What to do -
Print the listing exactly, but only as far as the line containing "point(1051, 836)". The first line and that line are both included.

Data excerpts -

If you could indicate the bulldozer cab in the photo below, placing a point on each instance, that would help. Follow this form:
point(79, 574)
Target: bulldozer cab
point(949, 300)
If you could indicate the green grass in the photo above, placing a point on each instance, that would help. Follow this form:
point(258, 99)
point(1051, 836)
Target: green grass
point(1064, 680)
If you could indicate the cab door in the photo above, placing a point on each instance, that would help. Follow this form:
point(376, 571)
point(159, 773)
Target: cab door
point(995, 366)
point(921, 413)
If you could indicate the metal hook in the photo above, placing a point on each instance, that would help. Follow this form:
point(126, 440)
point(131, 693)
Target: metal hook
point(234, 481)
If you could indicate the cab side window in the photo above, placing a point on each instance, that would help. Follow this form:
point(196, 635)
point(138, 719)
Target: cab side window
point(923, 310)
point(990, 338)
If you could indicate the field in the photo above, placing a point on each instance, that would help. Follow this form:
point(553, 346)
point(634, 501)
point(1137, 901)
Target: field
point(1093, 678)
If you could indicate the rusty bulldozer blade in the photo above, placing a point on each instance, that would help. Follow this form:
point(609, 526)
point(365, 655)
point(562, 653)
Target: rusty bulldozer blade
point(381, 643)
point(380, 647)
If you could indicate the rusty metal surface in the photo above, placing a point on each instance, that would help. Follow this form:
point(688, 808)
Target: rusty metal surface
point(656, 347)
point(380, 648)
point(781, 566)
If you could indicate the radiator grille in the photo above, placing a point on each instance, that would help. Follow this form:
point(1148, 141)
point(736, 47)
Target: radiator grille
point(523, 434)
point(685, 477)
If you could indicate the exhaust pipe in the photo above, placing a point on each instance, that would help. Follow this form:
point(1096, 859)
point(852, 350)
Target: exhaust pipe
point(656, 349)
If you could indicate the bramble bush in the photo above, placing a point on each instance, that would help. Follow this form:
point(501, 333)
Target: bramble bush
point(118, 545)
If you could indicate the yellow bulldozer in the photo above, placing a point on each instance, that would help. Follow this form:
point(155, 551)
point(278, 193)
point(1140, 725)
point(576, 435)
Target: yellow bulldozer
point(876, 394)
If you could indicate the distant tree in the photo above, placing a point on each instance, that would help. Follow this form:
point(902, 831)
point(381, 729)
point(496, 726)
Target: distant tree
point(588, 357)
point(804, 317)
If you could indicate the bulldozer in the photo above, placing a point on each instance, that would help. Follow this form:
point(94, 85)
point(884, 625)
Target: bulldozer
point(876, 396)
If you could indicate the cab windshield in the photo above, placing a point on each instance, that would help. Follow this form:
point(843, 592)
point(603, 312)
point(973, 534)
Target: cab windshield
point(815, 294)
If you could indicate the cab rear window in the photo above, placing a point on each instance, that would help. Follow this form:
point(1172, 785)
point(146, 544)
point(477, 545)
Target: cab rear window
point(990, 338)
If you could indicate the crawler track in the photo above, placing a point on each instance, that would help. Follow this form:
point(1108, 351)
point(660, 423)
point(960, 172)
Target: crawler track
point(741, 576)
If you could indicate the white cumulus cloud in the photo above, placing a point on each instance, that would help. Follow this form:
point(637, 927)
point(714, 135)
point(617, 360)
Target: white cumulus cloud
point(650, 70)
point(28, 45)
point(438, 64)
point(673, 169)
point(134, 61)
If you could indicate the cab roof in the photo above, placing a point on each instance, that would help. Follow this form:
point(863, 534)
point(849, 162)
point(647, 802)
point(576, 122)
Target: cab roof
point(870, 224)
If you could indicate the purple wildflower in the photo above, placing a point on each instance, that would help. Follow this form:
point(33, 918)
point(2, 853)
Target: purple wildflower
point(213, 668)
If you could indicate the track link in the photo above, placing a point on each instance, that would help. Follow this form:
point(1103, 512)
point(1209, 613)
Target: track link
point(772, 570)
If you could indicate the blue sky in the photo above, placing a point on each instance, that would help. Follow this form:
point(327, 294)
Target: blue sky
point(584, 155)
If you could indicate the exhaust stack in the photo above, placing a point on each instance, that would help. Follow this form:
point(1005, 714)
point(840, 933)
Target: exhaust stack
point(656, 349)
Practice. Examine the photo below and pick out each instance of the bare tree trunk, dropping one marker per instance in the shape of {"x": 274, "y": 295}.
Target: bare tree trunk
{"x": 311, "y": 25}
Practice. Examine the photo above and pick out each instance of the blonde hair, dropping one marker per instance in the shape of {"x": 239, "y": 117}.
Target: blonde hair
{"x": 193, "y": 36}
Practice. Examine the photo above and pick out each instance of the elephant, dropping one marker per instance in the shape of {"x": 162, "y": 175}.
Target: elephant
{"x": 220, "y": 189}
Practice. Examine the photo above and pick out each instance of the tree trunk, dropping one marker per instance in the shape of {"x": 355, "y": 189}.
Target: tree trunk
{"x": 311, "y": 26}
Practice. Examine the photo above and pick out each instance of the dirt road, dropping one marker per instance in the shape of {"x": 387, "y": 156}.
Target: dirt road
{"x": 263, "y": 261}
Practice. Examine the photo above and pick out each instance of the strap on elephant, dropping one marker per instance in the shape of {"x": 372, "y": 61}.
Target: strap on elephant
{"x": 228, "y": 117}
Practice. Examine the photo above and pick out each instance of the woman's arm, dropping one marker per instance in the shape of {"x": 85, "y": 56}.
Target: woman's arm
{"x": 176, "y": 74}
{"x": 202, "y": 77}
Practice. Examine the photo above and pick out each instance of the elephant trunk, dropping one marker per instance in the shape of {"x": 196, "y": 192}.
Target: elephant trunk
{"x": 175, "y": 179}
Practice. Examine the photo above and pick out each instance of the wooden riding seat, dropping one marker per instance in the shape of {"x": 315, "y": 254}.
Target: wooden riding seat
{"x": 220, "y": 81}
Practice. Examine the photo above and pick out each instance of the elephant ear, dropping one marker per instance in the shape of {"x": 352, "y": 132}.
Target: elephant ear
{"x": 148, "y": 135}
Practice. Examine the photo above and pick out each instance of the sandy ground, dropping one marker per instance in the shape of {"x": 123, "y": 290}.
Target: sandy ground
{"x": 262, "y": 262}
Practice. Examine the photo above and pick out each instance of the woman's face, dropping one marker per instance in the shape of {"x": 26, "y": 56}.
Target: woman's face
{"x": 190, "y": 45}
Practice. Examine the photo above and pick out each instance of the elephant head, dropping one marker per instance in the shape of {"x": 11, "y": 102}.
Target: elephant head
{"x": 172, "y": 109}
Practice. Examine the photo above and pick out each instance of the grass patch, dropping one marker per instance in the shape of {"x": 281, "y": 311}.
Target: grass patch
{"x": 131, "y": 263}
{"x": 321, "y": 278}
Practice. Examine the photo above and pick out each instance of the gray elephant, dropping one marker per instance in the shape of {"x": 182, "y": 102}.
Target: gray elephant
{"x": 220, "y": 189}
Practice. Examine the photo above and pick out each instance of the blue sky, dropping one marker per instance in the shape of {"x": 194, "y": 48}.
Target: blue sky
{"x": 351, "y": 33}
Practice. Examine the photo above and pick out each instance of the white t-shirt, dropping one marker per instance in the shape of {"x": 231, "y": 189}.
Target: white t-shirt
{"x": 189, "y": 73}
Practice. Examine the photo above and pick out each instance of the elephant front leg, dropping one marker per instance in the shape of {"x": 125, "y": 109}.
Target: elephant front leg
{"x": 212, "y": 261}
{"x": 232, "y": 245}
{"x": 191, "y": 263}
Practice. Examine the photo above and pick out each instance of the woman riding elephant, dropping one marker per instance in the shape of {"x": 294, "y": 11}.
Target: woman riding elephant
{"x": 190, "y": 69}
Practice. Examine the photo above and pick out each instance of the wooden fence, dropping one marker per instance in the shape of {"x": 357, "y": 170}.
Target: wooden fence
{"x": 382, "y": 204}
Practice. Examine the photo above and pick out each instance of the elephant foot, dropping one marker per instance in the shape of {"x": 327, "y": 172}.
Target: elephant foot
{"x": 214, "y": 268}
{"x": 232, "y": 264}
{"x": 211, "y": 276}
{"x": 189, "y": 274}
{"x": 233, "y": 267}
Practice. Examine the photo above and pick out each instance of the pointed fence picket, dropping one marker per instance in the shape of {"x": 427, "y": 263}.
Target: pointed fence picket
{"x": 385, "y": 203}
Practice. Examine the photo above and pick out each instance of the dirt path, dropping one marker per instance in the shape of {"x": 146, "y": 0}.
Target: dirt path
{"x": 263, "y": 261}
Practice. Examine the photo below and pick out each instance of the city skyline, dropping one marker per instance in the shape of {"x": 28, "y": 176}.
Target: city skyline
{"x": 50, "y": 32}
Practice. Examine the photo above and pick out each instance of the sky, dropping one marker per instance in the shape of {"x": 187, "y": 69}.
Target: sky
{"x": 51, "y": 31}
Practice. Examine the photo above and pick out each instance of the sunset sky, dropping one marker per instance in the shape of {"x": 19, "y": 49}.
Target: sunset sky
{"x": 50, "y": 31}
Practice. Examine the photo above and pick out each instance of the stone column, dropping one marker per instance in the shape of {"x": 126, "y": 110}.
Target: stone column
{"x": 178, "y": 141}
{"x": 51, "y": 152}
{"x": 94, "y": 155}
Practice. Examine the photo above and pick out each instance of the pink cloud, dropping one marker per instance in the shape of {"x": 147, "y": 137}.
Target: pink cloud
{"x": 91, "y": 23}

Answer section -
If you could indicate the bulldozer cab in the photo below, placing a point on each instance, that would help. Follow this form:
point(79, 574)
Target: bulldozer cab
point(949, 300)
If you could indicate the green grass in the photo above, placing a point on each instance, that would help. Follow this form:
point(258, 99)
point(1051, 836)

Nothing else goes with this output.